**ОПИСАНИЕ ЗАДАНИЯ:** Дословно процитируйте фрагмент приведенного ниже текста о душе поверженного врага в фольклоре: от слов «Душе разыскиваемой, уничтожаемой» до слов «душа-проклятие.» включительно.

Как мы помним, в якутском эпосе победителя преследует
«черная нечисть»: тень его становится темной,
а дыхание тяжелым,
причем в этом нет какой бы то ни было
«нравственно-этической окраски» — герою просто
передаются атрибуты погибшего демона, некоторые признаки
его хтонической природы; от опасной и обременительной
скверны надлежит очиститься. В эпизоде из бурятского
фольклора вслед за чудесной стрелой, убившей змея и
возвращающейся в колчан, мчится
черный сгусток крови
и прилипает к
лицу богатыря, едва не погубив его. Уместно напомнить,
что и
тень,
и дыхание,
и кровь
относятся к
объектам, непосредственно отождествляемым с душой.
Душе разыскиваемой, уничтожаемой (а в шаманской
мифологии — и похищаемой) здесь противостоит, таким
образом, душа преследующая и мстящая, душа-порча,
душа-проклятие.
Существует
комплекс устойчивых и глобально распространенных
представлений, согласно которым душа сраженного врага,
душа убитого на охоте животного и даже — в определенных
случаях — души родственников или односельчан (главным
образом, умерших «неестественной смертью») могут
представлять опасность для живых. Она преодолевается с
помощью ритуалов, в известном смысле изофункциональных
обрядам «очищения от скверны» в фольклорном
повествовании (иногда даже прямо воспроизводящим ту же
модель). Однако параллельно с представлениями об
опасности, которую заключает в себе чужая душа,
существуют и, казалось бы, противоречащие им воззрения о
желательности и полезности наследования души — от
сохранения родовых амулетов, в которые вселяются духи
предков, до съедения сердца и мозга врага, выливания его
крови, омовения в ней боевого оружия и частей своего
тела — как раз с целью очищения.

**ДАННЫЕ:**
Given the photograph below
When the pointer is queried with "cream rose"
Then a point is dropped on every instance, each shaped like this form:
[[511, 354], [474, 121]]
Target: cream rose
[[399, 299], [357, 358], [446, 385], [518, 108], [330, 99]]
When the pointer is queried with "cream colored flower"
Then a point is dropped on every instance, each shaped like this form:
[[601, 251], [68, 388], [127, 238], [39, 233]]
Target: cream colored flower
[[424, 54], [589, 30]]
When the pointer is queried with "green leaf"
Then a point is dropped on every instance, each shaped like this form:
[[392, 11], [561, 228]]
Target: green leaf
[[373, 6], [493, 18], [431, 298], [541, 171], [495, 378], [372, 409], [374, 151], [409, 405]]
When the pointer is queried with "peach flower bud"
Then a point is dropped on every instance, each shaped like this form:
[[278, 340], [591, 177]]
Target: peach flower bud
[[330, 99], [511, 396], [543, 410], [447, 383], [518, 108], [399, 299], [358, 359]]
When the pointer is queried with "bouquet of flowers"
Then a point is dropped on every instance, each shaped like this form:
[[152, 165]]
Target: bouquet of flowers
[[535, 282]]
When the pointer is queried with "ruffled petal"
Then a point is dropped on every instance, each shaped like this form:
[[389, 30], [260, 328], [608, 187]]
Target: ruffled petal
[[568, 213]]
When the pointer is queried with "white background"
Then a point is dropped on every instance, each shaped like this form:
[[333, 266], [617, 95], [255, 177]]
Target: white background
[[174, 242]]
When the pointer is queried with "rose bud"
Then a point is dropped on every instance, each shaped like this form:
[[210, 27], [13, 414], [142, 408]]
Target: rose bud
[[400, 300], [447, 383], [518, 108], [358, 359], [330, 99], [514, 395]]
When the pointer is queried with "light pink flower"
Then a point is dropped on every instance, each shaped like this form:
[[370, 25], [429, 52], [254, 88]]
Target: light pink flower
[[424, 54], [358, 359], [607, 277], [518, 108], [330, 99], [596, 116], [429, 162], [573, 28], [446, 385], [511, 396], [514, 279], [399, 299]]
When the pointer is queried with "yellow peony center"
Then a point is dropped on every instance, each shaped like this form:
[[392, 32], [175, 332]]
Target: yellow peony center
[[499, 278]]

**ОТВЕТ НА ЗАДАНИЕ:**
Душе разыскиваемой, уничтожаемой (а в шаманской
мифологии — и похищаемой) здесь противостоит, таким
образом, душа преследующая и мстящая, душа-порча,
душа-проклятие.